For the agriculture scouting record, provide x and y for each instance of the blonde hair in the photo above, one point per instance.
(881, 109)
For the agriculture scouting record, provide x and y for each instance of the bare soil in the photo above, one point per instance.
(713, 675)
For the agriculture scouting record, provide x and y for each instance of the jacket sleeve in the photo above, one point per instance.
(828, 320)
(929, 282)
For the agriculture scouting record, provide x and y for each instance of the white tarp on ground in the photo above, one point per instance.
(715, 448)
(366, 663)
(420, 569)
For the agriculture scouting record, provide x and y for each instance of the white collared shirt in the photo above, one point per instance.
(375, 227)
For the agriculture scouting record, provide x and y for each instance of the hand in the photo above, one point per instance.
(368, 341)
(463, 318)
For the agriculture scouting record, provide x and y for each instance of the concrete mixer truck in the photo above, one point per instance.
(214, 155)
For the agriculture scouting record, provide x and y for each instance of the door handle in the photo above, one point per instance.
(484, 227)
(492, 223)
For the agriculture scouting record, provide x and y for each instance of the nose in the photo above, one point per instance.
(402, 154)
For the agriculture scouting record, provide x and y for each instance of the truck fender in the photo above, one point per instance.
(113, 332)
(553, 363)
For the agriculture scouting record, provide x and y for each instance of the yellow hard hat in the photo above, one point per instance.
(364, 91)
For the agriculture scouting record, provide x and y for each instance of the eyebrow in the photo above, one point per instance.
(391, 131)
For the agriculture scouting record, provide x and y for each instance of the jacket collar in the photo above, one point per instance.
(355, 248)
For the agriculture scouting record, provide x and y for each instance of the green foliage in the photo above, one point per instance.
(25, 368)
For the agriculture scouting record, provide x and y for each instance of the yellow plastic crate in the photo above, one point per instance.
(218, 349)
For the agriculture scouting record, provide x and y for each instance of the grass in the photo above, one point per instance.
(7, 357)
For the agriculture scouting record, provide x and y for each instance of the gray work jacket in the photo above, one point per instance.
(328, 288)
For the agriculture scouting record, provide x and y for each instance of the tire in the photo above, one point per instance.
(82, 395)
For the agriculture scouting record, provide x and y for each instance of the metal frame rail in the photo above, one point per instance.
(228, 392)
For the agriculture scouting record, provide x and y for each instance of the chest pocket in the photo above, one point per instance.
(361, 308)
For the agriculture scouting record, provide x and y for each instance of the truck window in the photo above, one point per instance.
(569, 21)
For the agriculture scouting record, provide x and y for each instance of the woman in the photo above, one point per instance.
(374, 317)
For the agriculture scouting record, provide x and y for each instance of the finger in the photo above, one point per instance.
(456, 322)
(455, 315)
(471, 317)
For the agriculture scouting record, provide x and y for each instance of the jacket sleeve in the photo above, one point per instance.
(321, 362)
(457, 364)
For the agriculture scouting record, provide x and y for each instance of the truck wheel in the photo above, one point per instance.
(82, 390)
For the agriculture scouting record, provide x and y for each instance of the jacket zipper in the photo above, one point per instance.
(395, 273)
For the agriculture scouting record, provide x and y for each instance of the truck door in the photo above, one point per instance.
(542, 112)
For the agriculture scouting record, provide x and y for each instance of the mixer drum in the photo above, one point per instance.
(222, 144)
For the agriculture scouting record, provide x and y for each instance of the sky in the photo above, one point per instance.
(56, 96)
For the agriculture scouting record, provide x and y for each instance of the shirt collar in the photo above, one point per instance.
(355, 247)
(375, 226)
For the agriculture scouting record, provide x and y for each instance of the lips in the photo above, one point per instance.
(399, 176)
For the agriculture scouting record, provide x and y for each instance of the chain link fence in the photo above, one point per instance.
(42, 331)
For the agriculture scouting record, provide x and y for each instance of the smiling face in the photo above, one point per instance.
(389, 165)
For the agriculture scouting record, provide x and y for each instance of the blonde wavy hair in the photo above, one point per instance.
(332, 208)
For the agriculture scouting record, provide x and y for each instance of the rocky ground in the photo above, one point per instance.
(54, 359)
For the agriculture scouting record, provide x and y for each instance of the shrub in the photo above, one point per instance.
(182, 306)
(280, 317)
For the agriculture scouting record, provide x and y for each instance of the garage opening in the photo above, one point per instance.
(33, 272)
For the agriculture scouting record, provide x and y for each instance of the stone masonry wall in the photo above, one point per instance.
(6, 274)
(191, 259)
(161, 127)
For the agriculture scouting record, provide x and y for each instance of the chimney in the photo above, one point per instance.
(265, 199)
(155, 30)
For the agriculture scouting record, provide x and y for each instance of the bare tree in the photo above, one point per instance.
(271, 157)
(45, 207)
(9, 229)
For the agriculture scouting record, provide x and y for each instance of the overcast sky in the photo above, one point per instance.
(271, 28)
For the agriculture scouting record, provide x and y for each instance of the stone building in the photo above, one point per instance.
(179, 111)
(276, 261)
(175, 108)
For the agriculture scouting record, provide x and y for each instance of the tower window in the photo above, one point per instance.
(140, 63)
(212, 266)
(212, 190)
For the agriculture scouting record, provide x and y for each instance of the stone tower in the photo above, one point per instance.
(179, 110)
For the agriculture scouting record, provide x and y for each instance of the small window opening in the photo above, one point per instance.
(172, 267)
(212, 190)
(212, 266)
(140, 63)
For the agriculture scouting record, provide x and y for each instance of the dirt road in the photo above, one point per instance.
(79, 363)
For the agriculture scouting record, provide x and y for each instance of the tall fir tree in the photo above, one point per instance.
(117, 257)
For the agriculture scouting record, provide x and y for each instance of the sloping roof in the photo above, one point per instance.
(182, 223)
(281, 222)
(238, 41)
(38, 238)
_ _ _
### Try it
The task requires an exact copy of all the lines above.

### Problem solution
For the agriculture scouting record, provide x and y for each instance of the blonde hair in the photo above, one point per instance.
(881, 109)
For the agriculture scouting record, provide x and y for each instance of the bare soil in the photo above, one point per instance.
(713, 675)
For the agriculture scouting record, provide x and y for each instance of the jacket sleeve in the photo above, one point per instance.
(828, 320)
(929, 282)
For the agriculture scouting record, provide x and y for each instance of the white tarp on ground in the photo above, one point per instance.
(715, 448)
(366, 663)
(420, 569)
For the agriculture scouting record, provide x and y for each instance of the white collared shirt in the photo above, one point per instance.
(375, 227)
For the agriculture scouting record, provide x and y for each instance of the hand in the photo above, one point per instance.
(368, 341)
(463, 318)
For the agriculture scouting record, provide x and y for each instance of the concrete mixer truck in the photo above, one point per instance.
(214, 155)
For the agriculture scouting record, provide x and y for each instance of the door handle in the photo above, one point per instance.
(484, 227)
(492, 223)
For the agriculture scouting record, provide x and y for each instance of the nose in the photo above, one point per instance.
(402, 154)
For the agriculture scouting record, provide x and y for each instance of the truck fender in the photo above, one point per instance.
(113, 332)
(553, 363)
For the agriculture scouting record, provide x and y for each instance of the yellow hard hat in the photo above, one point per instance.
(364, 91)
For the agriculture scouting record, provide x and y for each instance of the eyebrow in the photo above, one point per instance.
(391, 131)
For the agriculture scouting record, provide x and y for each instance of the jacket collar in the photo above, one point per instance.
(355, 248)
For the agriculture scouting record, provide x and y for each instance of the green foliage in the photo above, one point per instance.
(25, 368)
For the agriculture scouting record, provide x and y for each instance of the yellow plastic crate in the photo above, one point per instance.
(218, 349)
For the agriculture scouting record, provide x and y for each instance of the grass in the photo above, one point per instance.
(7, 357)
For the agriculture scouting record, provide x and y for each instance of the gray work jacket in the photo above, one point per instance.
(328, 288)
For the agriculture scouting record, provide x and y for each instance of the tire in the photo above, one point per instance.
(82, 395)
For the agriculture scouting record, provide x and y for each instance of the metal frame rail in the photo above, one point per instance.
(228, 392)
For the agriculture scouting record, provide x and y for each instance of the chest pocket in the photo above, one point per instance.
(361, 308)
For the agriculture scouting record, provide x and y for each instance of the truck window in the photo above, one point per instance.
(569, 21)
For the agriculture scouting record, provide x and y for each instance of the woman in the photo above, one point per instance.
(374, 317)
For the agriculture scouting record, provide x and y for each instance of the finger in the photo above, one point per instance.
(456, 322)
(455, 315)
(471, 317)
For the agriculture scouting record, provide x and y for each instance of the jacket sleeve in the photo above, one point per instance.
(321, 362)
(457, 364)
For the agriculture scouting record, provide x and y for each instance of the truck wheel in the photo above, one point per instance.
(82, 390)
For the agriculture scouting record, provide x and y for each instance of the jacket zipper in the photo above, one point per instance.
(395, 273)
For the agriculture scouting record, provide x and y for each instance of the truck door in the photo above, one point per instance.
(542, 112)
For the agriculture scouting record, provide x and y for each instance of the mixer drum in the photo above, one point per instance.
(222, 144)
For the agriculture scouting record, provide x and y for each instance of the sky in the photo above, one point per instance.
(56, 96)
For the agriculture scouting record, provide x and y for each instance of the shirt collar in the photo above, one point per instance.
(355, 247)
(375, 226)
For the agriculture scouting record, provide x and y for each instance of the lips in the photo above, one point per instance.
(399, 176)
For the agriculture scouting record, provide x and y for each instance of the chain link fence in the photo above, one point per instance.
(42, 331)
For the agriculture scouting record, provide x and y for each instance of the smiling face in the photo above, one point per instance.
(389, 165)
For the agriculture scouting record, provide x and y for each instance of the blonde wavy hair in the photo above, one point per instance.
(332, 208)
For the agriculture scouting record, provide x and y for each instance of the rocky ground in the photo above, one point per instance.
(54, 359)
For the agriculture scouting record, provide x and y for each instance of the shrub in the photo above, one point per instance.
(182, 306)
(280, 317)
For the agriculture scouting record, provide x and y for each instance of the garage opening in the photo above, one point per instance.
(33, 272)
For the agriculture scouting record, provide x and y for each instance of the stone masonry wall in the photo above, one point per instance.
(6, 274)
(191, 259)
(161, 127)
For the agriculture scouting record, provide x and y for each instance of the chimney in the photo above, one point per instance.
(265, 199)
(155, 30)
For the agriculture scouting record, provide x and y for each instance of the bare tree in the photo above, one point per instance.
(271, 157)
(45, 207)
(9, 229)
For the agriculture scouting record, provide x and y for each instance of the overcast sky in the photo above, one point per instance.
(271, 28)
For the agriculture scouting record, provide x and y for each instance of the stone building in the photo above, one point per instance.
(179, 111)
(276, 261)
(175, 108)
For the agriculture scouting record, provide x and y for each instance of the tower window in the photo above, one point per instance.
(140, 63)
(212, 266)
(212, 190)
For the agriculture scouting record, provide x and y for each instance of the stone tower in the photo above, one point per instance.
(179, 110)
For the agriculture scouting record, provide x and y for each instance of the small window opening in the photo above, one point per instance.
(172, 267)
(212, 190)
(212, 266)
(140, 63)
For the agriculture scouting record, provide x and y for each instance of the dirt road in the photo above, one point per instance.
(79, 363)
For the agriculture scouting record, provide x and y for each instance of the tall fir tree in the photo above, one point per instance.
(117, 257)
For the agriculture scouting record, provide x and y for each instance of the sloping roof in the photo above, one point per instance.
(182, 223)
(281, 222)
(238, 41)
(38, 238)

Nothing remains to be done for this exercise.